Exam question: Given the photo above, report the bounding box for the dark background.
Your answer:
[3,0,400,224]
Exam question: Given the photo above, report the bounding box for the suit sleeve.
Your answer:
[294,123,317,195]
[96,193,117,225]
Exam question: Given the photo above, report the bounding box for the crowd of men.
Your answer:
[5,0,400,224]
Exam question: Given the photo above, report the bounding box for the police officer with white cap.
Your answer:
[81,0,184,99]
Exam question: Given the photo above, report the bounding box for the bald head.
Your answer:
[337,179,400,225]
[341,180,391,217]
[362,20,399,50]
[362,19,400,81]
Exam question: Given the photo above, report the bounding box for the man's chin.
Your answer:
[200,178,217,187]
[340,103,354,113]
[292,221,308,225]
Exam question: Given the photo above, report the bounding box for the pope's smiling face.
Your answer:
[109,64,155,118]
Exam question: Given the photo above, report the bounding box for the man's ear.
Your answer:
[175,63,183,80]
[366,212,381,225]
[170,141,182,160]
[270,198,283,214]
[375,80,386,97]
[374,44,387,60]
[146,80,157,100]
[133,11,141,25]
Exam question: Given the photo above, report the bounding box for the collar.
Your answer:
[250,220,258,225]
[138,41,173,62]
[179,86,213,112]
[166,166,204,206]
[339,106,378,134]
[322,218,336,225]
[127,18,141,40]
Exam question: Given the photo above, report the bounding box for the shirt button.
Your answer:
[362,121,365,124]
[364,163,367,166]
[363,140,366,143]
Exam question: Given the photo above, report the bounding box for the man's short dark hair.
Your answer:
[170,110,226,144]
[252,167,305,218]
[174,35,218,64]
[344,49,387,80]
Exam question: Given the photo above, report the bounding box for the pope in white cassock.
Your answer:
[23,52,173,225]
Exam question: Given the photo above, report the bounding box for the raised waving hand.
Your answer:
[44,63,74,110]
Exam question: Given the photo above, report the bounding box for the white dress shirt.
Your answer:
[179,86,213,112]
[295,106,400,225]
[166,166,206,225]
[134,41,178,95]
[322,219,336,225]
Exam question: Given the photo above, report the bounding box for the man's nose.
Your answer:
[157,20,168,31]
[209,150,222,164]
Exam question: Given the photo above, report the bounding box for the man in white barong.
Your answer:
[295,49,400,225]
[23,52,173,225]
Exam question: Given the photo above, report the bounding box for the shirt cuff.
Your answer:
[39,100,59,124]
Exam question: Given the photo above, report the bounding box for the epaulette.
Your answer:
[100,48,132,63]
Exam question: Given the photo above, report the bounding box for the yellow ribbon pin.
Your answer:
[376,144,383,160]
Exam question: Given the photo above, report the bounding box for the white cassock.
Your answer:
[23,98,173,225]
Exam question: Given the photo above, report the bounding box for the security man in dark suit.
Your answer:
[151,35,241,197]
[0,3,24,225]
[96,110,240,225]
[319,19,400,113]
──────────────────────────────
_WHAT THE EXERCISE ASKS_:
For each line in the data, set it down again exactly.

_ANSWER BOX_:
Exam question: Given the photo above, report the bounding box for the dark background.
Your answer:
[3,0,400,224]
Exam question: Given the photo above, report the bounding box for the suit sleeve.
Your answer:
[294,123,317,195]
[96,193,117,225]
Exam question: Given the photo above, report the bounding box for the crowd of men.
Your answer:
[5,0,400,224]
Exam question: Given the photo above, report the bounding box for the police officer with white cap.
Your answer:
[81,0,184,99]
Exam question: Given the photo above, report the bounding box for the bald head.
Your answer:
[337,179,400,225]
[341,180,391,217]
[362,20,399,50]
[362,19,400,81]
Exam question: Given the photo above, report the bounding box for the man's chin.
Your answer:
[200,178,217,187]
[340,103,354,113]
[292,221,308,225]
Exam question: Given the photo above, report the bounding box for the pope's smiling face.
Your answer:
[109,64,155,118]
Exam question: Given the photo above, report the bounding box for the man's ear.
Your answer:
[175,63,183,80]
[366,212,381,225]
[170,141,182,160]
[270,198,283,214]
[375,80,386,97]
[374,44,387,60]
[146,80,157,100]
[133,11,141,25]
Exam question: Given the photo above, report the bounding box for the collar.
Your answer:
[250,220,258,225]
[138,41,173,62]
[179,86,213,112]
[166,166,204,206]
[339,106,378,134]
[322,218,336,225]
[127,18,141,40]
Exam question: Given the photo above, report the bounding box for the shirt button.
Your answer:
[362,121,365,124]
[364,163,367,166]
[363,140,366,143]
Exam question: Given the photo above, report the bounding box for the man's short dark hair.
Your answer:
[170,110,226,144]
[252,167,305,218]
[174,35,218,64]
[344,49,387,80]
Exam question: Given the photo above, report the bounding box for the pope in white cassock.
Your answer:
[23,52,173,225]
Exam question: Given the photo above, report the bounding box for the raised waving hand.
Your answer:
[44,63,74,110]
Exam question: Given the photo above, report the bounding box for the white dress shirt.
Your answer:
[179,86,213,112]
[295,106,400,225]
[166,166,206,225]
[134,41,178,95]
[322,219,336,225]
Exam question: Given the photo above, report the bounding box for the man's nose.
Your answer:
[157,20,168,31]
[209,150,222,164]
Exam question: Given the photo above, report the bounding box for the man in white barong.
Your answer:
[295,49,400,225]
[23,52,173,225]
Exam question: Given the photo above, report the bounding box for the shirt cuff.
Your answer:
[39,100,59,124]
Exam question: Given the photo above, report the bounding box for the epaulette.
Your answer:
[100,48,132,63]
Exam question: Given the photo above, report the bounding box for the yellow ribbon pin.
Your answer:
[376,144,383,160]
Exam question: Given the photo above, report the bounding box for the white cassock.
Your answer:
[23,98,173,225]
Exam question: Given the photo above, report the bounding box for the security man in dark suit.
Your answer:
[151,35,241,197]
[0,3,24,225]
[96,110,240,225]
[319,19,400,113]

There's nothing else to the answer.